YOUR OBJECTIVE: Within the records below, reproduce without change the lines from the line that has "Query: rocky outcrop" through the line that has "on post, one point per instance.", and only those.

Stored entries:
────────────────────

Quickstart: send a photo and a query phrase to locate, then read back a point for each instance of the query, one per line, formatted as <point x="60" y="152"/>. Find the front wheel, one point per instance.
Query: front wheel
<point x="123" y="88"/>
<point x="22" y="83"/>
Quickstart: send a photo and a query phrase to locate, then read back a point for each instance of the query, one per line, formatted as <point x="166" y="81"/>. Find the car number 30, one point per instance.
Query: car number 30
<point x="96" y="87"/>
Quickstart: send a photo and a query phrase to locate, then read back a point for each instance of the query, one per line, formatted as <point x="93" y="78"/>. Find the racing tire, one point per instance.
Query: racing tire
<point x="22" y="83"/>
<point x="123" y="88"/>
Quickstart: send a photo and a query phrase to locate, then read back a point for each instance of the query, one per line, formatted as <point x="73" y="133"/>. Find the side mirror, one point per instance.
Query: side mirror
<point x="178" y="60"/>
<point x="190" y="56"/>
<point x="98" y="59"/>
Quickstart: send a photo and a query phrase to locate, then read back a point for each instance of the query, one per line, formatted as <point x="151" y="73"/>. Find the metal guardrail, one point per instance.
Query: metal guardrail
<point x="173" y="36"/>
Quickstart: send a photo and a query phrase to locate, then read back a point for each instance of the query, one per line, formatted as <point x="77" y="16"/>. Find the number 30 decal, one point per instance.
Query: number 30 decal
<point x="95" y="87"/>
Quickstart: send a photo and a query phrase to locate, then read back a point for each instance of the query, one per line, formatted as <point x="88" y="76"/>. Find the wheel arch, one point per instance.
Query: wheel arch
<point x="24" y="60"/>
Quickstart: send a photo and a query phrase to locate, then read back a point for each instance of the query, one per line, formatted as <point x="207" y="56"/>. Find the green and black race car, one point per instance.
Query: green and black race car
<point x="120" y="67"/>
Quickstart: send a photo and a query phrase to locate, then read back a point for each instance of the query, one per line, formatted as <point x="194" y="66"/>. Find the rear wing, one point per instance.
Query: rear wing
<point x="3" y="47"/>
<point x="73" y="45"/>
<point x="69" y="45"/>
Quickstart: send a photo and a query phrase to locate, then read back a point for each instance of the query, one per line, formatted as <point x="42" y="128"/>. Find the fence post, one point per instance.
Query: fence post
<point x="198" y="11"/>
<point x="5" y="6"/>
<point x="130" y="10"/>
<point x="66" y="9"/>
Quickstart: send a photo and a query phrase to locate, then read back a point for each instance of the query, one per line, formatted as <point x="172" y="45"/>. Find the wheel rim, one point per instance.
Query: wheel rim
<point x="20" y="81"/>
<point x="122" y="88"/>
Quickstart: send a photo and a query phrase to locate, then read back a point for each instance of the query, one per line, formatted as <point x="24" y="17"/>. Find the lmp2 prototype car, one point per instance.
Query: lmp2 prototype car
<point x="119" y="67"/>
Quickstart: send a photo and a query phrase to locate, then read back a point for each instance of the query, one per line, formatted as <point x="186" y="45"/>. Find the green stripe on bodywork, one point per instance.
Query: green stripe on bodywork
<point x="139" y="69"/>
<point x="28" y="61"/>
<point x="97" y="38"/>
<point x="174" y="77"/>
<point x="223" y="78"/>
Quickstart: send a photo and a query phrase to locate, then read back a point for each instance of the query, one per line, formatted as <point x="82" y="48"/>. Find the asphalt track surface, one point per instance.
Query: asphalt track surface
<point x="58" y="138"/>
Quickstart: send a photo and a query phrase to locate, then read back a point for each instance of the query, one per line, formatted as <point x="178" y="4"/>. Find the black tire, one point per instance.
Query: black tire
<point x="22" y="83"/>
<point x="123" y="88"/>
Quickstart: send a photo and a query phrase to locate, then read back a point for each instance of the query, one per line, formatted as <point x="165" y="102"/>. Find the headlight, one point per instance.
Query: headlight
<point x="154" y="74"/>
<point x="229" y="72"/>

────────────────────

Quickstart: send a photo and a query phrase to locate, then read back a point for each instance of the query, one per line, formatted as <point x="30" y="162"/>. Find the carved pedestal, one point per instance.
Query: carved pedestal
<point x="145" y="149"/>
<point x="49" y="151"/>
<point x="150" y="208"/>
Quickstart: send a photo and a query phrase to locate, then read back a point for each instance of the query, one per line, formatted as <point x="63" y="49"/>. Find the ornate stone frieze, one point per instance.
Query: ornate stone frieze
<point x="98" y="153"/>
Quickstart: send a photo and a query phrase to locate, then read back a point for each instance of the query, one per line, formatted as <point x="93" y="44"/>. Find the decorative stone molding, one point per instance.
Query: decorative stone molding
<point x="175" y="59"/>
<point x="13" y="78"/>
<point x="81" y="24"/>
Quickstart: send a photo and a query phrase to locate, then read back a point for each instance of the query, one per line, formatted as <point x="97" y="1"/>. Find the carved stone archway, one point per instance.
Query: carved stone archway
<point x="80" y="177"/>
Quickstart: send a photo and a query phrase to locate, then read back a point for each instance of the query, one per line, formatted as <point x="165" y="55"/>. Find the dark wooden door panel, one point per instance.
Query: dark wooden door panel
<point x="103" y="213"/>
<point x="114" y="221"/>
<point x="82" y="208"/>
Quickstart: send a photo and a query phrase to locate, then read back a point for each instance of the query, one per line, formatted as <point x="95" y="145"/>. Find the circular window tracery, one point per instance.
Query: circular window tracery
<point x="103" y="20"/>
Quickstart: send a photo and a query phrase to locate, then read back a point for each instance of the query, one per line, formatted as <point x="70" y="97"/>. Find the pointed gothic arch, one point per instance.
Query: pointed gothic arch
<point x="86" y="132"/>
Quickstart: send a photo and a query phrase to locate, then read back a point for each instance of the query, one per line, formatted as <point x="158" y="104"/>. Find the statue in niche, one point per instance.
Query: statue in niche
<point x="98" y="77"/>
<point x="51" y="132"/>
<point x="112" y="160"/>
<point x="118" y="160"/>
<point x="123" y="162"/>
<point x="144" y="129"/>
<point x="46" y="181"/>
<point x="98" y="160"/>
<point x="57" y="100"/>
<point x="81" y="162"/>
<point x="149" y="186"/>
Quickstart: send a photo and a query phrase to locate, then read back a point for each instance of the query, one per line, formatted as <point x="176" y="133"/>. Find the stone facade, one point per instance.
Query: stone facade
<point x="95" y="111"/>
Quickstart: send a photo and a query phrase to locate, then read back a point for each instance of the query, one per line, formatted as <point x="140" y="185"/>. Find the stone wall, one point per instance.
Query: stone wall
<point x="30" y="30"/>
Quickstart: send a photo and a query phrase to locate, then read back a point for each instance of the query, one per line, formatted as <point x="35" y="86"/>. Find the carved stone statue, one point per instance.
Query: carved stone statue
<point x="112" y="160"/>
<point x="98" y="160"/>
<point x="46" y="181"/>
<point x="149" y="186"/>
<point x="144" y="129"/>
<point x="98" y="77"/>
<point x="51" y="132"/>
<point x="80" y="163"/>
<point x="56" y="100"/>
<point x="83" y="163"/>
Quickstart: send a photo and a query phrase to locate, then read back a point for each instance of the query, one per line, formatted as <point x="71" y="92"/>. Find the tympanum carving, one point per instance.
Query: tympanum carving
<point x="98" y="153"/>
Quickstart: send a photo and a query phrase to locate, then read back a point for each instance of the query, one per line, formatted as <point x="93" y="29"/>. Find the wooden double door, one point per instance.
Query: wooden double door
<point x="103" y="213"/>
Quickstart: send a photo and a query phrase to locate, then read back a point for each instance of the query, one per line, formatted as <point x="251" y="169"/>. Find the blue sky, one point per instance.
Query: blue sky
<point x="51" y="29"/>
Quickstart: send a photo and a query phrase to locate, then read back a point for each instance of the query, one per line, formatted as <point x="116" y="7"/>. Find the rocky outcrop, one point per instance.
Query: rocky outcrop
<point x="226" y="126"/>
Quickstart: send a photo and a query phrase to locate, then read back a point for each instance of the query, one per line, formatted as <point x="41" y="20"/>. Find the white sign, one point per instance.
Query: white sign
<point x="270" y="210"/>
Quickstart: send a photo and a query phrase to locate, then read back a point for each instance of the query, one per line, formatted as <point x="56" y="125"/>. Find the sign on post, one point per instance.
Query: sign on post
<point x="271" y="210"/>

────────────────────

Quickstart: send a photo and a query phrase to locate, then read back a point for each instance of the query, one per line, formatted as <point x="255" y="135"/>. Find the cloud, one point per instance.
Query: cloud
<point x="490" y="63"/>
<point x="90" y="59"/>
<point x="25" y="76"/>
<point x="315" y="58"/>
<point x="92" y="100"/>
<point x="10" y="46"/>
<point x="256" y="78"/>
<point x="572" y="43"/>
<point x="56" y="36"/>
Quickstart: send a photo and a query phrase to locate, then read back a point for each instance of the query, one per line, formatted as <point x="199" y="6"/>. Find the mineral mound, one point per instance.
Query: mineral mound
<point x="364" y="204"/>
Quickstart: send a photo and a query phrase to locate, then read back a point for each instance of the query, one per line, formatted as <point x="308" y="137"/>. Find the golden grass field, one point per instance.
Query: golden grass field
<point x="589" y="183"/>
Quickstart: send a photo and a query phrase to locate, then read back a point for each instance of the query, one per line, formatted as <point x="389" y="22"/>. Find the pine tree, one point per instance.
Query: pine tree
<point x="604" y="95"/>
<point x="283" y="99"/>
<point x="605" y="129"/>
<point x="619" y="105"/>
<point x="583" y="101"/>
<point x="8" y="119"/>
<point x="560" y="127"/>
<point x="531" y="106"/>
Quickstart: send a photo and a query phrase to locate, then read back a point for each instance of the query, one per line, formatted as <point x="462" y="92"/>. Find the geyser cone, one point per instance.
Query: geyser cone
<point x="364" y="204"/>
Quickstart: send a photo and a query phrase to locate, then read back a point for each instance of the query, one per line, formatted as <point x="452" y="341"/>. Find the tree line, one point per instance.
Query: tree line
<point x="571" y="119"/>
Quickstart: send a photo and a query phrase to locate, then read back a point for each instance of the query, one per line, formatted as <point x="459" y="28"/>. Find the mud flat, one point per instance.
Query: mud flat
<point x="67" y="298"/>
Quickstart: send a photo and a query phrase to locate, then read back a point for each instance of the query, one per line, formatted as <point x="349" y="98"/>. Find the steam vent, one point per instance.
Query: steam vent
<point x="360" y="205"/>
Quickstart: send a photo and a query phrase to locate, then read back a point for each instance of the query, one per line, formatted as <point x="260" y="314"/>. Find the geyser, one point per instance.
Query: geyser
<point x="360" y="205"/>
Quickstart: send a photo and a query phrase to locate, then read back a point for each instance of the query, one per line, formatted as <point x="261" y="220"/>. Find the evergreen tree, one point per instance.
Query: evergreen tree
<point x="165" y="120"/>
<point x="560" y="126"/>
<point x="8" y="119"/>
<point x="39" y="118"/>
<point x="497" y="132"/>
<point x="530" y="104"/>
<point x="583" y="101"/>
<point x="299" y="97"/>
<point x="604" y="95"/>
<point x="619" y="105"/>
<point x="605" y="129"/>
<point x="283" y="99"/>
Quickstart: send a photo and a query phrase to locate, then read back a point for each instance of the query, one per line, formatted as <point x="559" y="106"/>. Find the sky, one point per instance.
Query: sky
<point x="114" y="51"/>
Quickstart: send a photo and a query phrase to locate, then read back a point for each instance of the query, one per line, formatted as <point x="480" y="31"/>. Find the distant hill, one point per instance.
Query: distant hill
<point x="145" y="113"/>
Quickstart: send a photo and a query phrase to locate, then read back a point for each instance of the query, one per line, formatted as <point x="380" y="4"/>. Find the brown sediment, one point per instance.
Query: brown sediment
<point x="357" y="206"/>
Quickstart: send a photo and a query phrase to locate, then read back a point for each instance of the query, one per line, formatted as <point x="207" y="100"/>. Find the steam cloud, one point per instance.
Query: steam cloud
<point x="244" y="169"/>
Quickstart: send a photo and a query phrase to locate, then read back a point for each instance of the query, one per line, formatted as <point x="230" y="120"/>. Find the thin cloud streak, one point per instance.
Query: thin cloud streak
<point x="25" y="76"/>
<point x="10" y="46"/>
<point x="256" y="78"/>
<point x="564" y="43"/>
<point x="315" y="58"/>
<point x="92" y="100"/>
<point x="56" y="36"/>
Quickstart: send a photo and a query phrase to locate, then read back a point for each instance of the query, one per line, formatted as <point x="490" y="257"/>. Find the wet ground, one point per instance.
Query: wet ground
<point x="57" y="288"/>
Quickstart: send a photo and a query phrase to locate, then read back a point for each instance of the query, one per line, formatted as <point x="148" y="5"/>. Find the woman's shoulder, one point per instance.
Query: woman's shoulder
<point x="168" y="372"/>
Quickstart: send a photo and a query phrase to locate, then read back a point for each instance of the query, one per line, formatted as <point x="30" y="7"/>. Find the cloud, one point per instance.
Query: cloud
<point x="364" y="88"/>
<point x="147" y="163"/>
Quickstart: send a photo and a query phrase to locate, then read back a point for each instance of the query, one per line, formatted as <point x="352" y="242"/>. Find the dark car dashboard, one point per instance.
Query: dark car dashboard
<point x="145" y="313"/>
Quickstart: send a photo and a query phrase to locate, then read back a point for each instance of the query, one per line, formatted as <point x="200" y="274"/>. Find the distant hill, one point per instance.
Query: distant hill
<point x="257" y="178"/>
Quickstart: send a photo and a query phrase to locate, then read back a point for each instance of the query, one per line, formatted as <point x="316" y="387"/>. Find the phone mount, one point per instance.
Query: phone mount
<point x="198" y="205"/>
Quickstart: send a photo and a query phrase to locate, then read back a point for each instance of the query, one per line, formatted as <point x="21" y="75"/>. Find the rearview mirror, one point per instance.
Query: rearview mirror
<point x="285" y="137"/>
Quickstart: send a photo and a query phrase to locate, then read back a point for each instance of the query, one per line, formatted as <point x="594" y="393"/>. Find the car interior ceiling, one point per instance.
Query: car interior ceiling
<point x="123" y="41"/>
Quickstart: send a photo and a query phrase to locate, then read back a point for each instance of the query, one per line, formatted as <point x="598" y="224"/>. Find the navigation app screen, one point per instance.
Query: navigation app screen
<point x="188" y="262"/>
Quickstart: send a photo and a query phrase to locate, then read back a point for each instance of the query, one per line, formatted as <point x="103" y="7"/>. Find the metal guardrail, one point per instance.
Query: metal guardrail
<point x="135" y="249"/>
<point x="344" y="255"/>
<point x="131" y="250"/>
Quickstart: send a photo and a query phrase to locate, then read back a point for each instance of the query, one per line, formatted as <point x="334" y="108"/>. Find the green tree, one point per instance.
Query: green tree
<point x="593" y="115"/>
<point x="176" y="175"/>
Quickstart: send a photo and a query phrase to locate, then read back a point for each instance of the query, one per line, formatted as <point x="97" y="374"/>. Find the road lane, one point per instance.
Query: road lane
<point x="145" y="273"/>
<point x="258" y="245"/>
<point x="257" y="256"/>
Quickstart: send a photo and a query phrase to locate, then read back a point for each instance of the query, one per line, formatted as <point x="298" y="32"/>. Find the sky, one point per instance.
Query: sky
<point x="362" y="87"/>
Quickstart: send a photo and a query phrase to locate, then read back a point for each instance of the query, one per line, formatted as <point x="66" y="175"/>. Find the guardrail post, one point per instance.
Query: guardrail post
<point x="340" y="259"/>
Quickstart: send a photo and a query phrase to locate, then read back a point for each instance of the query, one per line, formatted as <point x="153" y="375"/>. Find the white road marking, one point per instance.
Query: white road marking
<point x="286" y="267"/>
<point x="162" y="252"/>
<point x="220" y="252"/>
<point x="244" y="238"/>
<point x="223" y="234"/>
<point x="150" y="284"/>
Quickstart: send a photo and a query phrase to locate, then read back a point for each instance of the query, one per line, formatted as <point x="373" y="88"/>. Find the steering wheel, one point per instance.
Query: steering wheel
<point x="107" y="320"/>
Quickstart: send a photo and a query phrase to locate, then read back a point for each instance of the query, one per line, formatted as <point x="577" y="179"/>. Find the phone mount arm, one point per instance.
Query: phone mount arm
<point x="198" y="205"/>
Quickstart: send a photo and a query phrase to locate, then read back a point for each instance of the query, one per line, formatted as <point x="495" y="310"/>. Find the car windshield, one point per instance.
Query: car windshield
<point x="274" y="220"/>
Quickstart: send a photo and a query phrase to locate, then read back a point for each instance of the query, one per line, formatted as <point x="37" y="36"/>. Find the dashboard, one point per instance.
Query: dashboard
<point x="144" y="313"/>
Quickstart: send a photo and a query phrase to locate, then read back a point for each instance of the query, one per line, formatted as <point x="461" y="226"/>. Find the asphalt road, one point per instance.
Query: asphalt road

────────────────────

ANSWER BOX:
Query: rocky outcrop
<point x="226" y="126"/>
Quickstart: send a photo and a query phrase to locate, then read back a point for each instance of the query, one per line, formatted as <point x="41" y="20"/>. Find the white sign, one point per instance.
Query: white sign
<point x="270" y="210"/>
Quickstart: send a photo and a query phrase to locate, then read back a point for each instance of the query, one per line, formatted as <point x="56" y="125"/>. Find the sign on post, one point per instance.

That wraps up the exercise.